**EXERCISE REQUIREMENTS:** This exercise asks for a copy of each line in the records below with the word "building" in it.

**DATASET EXCERPTS:**
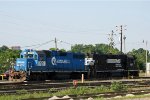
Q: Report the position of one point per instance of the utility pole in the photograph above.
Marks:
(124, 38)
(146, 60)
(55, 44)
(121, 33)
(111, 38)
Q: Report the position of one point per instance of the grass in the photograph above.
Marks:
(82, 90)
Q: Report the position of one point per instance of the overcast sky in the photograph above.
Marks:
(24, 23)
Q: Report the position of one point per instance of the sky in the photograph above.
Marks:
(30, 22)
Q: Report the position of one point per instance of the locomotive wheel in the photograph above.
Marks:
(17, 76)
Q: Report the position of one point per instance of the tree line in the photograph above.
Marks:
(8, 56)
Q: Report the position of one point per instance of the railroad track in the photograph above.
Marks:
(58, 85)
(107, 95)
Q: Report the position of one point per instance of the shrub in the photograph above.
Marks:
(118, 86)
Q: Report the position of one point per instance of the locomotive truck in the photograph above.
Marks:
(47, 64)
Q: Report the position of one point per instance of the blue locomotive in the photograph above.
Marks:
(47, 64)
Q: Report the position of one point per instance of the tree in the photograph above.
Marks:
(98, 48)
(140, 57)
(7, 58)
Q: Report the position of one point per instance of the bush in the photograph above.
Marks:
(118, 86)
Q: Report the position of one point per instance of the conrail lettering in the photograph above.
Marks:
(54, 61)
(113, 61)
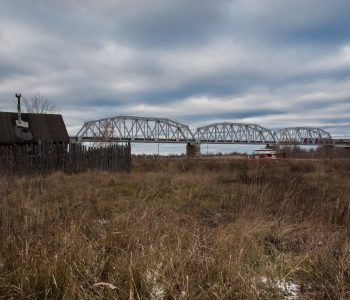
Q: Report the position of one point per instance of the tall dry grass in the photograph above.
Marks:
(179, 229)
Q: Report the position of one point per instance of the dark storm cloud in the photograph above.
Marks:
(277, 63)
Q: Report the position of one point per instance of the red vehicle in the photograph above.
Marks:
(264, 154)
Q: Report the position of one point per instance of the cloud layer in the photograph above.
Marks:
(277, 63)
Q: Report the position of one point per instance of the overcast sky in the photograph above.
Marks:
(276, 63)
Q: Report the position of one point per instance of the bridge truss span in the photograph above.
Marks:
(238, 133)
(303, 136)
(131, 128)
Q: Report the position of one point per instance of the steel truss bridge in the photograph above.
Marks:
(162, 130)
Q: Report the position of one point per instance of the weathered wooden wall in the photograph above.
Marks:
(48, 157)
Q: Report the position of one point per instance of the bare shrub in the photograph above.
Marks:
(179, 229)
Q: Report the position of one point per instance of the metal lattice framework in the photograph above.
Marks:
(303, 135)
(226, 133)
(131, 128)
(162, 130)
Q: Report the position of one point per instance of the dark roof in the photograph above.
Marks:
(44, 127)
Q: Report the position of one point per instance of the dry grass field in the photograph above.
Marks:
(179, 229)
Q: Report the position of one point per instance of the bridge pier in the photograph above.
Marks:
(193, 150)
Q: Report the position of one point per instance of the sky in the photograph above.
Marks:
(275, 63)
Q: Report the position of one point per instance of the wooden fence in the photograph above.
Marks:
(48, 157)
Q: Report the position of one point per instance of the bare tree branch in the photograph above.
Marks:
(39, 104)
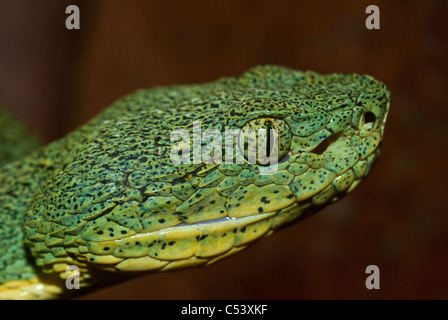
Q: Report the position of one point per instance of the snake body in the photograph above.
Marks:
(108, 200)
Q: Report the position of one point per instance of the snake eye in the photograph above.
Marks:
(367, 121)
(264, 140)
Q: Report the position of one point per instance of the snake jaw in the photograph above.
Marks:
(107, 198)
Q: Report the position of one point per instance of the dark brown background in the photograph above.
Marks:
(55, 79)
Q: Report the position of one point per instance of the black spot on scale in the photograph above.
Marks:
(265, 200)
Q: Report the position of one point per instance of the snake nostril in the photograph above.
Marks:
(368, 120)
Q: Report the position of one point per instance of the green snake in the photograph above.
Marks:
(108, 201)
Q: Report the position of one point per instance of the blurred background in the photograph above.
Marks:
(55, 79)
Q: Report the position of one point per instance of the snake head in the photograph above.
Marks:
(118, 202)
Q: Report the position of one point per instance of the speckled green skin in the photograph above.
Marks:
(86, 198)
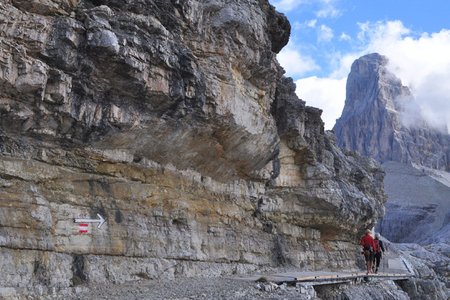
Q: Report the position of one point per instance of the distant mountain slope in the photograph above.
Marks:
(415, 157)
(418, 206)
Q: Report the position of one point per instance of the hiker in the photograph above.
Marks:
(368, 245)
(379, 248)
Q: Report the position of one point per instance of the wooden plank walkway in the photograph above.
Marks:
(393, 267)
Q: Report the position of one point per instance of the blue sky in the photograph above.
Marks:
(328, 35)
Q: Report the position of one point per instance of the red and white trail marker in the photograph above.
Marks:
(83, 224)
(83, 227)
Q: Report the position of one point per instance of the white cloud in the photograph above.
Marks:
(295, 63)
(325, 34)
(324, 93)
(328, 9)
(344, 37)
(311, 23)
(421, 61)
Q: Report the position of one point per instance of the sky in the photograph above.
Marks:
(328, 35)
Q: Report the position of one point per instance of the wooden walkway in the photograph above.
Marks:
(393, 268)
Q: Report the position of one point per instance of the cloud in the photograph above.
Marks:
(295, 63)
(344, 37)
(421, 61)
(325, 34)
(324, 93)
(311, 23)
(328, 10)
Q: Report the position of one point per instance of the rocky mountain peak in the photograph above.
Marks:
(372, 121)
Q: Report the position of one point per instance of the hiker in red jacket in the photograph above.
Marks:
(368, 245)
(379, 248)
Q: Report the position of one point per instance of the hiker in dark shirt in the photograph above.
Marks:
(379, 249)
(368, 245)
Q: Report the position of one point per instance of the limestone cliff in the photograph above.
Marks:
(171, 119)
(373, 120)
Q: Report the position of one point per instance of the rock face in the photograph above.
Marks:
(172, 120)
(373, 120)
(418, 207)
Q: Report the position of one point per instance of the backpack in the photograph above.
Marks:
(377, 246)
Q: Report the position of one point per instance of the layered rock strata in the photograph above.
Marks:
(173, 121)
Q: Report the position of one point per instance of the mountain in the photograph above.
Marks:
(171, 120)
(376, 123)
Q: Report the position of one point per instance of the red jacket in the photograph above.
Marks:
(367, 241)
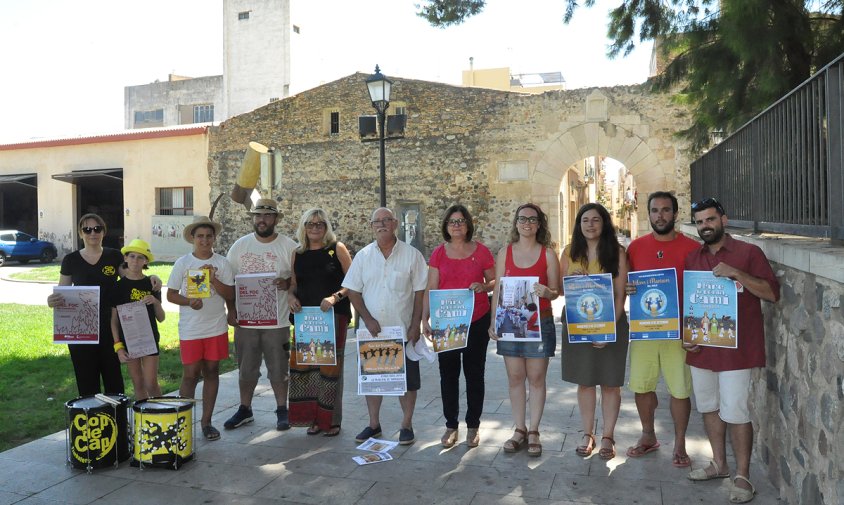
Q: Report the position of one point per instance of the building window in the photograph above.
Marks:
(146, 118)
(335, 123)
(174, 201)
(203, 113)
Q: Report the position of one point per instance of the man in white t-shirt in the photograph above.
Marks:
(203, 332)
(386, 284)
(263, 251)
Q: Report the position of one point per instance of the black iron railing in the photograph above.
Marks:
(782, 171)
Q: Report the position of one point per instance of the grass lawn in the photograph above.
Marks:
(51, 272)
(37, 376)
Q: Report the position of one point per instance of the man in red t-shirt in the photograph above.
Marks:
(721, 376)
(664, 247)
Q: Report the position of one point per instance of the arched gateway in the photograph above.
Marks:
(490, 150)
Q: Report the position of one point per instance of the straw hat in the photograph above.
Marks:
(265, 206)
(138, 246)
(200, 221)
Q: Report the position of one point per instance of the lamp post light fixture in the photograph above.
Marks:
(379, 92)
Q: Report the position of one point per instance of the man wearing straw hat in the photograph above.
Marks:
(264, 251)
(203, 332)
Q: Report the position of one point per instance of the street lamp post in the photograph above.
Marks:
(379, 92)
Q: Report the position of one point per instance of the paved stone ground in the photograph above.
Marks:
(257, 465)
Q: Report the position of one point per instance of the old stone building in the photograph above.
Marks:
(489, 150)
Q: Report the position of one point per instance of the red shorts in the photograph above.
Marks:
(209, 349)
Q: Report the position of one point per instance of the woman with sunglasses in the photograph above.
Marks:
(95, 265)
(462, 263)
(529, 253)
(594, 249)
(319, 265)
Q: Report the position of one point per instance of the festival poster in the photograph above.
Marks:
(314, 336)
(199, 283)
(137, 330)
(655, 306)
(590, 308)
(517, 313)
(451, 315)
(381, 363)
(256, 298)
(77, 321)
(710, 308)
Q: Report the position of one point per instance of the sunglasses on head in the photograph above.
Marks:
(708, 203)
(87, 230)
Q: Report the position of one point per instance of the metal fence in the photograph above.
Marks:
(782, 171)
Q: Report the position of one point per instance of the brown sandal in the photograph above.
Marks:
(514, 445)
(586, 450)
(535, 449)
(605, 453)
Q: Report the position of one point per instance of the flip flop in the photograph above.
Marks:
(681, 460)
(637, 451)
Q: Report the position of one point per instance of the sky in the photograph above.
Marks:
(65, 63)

**OUTPUT OF THE EXERCISE:**
Q: Report the position of one point per instance of the building window in the photograph above.
Q: Report the position of one point per instance of the old stone building in the photograph above.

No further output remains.